> TO DO:
1. From the article about the RPO report, return the stretch from "James Williams, the" through "the Brexit deal.".
2. According to the article about the RPO report, how much did the Royal Philharmonic Orchestra receive from the Culture Recovery Fund?
3. Extend the article about the RPO report by continuing it from its last sentence.

Lockdown driving new audiences to music – RPO report

More people are enjoying orchestral music as it plays a growing part in everyday life, according to a report being published by the Royal Philharmonic Orchestra tomorrow (January 6), which will help the orchestra remodel itself for new audiences and venues

The RPO’s annual Insights Report for 2020 says that the proportion of adults newly interested in classical music had increased by 35% by 2020 compared with a 22% growth in 2018 in a survey begun before the March lockdown. 85% of those surveyed said that music during lockdown had broadened their horizons, 71% said that listening to orchestral music had a positive impact on their health and well-being and 94% of adults polled said they would consider going to an orchestral concert. The survey of over 8,000 adults was conducted over nine months up to November 2020 by the polling agency Maru Blue.

James Williams, the RPO’s managing director (above), said the findings would help as the orchestra sought to deal with the aftermath of the Covid pandemic and the effects of the Brexit deal.

“This year has been really unbelievably challenging for the performing arts sector and there’s a lot to feel quite pessimistic about - providing work for artists and theatres, concert halls and dance studios all silenced by Covid” he said. “But what comes out of the report is that there is a lot still to be hoped for in future in terms of the public’s appetite for and understanding of the role culture plays in their day-to-day lives, and the research we’ve done really demonstrates that there is a recognition of the value culture adds to people’s health and well-being – there’s a genuine curiosity among people to expand their cultural horizons.”  

The survey also found a new willingness give cash support for orchestral music among under-35-year-olds, three times as many of whom were as likely to make donations in support or arts organisations as over-55s. 

This year the RPO, founded by Sir Thomas Beecham, celebrates its 75th anniversary and in September welcomes a new music director, Vasily Petrenko, from the Royal Liverpool Philharmonic. It has a new formal association with the Royal Albert Hall to present large-scale orchestral pieces, initially three Mahler choral symphonies, while retaining its residency at Cadogan Hall in Knightsbridge and commitments at the Royal Festival Hall. It also has residencies outside London in such places as Northampton, Reading and Hull.

Williams said the survey - the third in a series of annual reports - would help to remodel the RPO’s programming. A year ago the orchestra left its long-term headquarters in Clerkenwell to move to Wembley at the invitation of developers Quintain, moving into a more diverse community where the term “classical music” can have an alienating effect. “Whether it’s the tone poems of Richard Strauss or the film music of John Barry, the commonality is an orchestra here playing at the highest quality, and turning to much broader churches. ‘Orchestral’ is a much more useful and user-friendly term than what is perceived as 'classical' music sitting in a certain box” Williams said.

Without the Culture Recovery Fund the RPO might not have survived, but it was awarded £996,000 which allowed the orchestra to stabilise through to March 2021 – planned live concerts at Cadogan Hall between January and March will now be offered as digital performances. “The CRF grant allows us to offer a basic financial income floor for our musicians – they are all non-contract freelances who have seen huge drop in personal income from the orchestra. We need the musicians to be there and not having gone off elsewhere, so the grant has been enormously valuable in giving players confidence” Williams said. “Had we not got that money it would have been very challenging to bridge the gap”.

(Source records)
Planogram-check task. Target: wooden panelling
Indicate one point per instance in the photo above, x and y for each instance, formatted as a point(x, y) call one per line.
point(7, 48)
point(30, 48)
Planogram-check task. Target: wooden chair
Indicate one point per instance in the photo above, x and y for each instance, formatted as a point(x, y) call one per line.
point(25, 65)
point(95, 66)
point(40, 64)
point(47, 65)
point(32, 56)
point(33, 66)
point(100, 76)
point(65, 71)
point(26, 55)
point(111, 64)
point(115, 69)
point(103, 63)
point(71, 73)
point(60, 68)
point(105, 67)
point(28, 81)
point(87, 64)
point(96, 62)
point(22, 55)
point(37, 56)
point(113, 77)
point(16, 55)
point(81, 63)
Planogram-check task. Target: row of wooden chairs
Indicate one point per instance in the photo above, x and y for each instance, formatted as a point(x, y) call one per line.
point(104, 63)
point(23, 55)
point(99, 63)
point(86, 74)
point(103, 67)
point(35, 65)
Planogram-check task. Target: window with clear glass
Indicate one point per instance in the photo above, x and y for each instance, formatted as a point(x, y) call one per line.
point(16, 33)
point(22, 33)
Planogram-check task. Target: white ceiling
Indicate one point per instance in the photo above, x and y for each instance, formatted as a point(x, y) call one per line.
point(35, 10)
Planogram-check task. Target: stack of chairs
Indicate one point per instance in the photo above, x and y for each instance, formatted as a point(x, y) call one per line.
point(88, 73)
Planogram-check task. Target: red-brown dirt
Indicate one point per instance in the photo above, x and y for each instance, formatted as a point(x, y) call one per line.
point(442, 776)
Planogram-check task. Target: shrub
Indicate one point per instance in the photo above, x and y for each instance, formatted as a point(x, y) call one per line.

> ACTIVITY ANSWERS:
1.
James Williams, the RPO’s managing director (above), said the findings would help as the orchestra sought to deal with the aftermath of the Covid pandemic and the effects of the Brexit deal.

2. £996,000

3.
But although the RPO’s home life looks promising post-Covid, a large part of its income comes from touring and much of that in Europe so that Brexit presents a new and difficult challenge. British symphony orchestras are very popular in European concert halls, but because, by comparison with Continental ensembles, they are under-subsidised they are expensive to hire and may find it more difficult to get tour bookings in the inevitable cost-cutting that will follow the pandemic. Then, to make them financially viable tours are always to more than one country, typically to France, Germany and, say, Luxembourg, and each has its own border arrangement with the UK since January 1, so that each visit has to be separately negotiated.

And then there are the logistical problems with leaving the Customs Union in terms of carnets and all the other customs checks at ports such as Dover, which comes at additional cost, financial as well as in human resources to deal with red tape. “And this is at a time when culture has such an important role in providing that international language and soft power role; it’s sad that we are going to be further challenged in our ability to continue touring. It’s is deeply concerning for us”.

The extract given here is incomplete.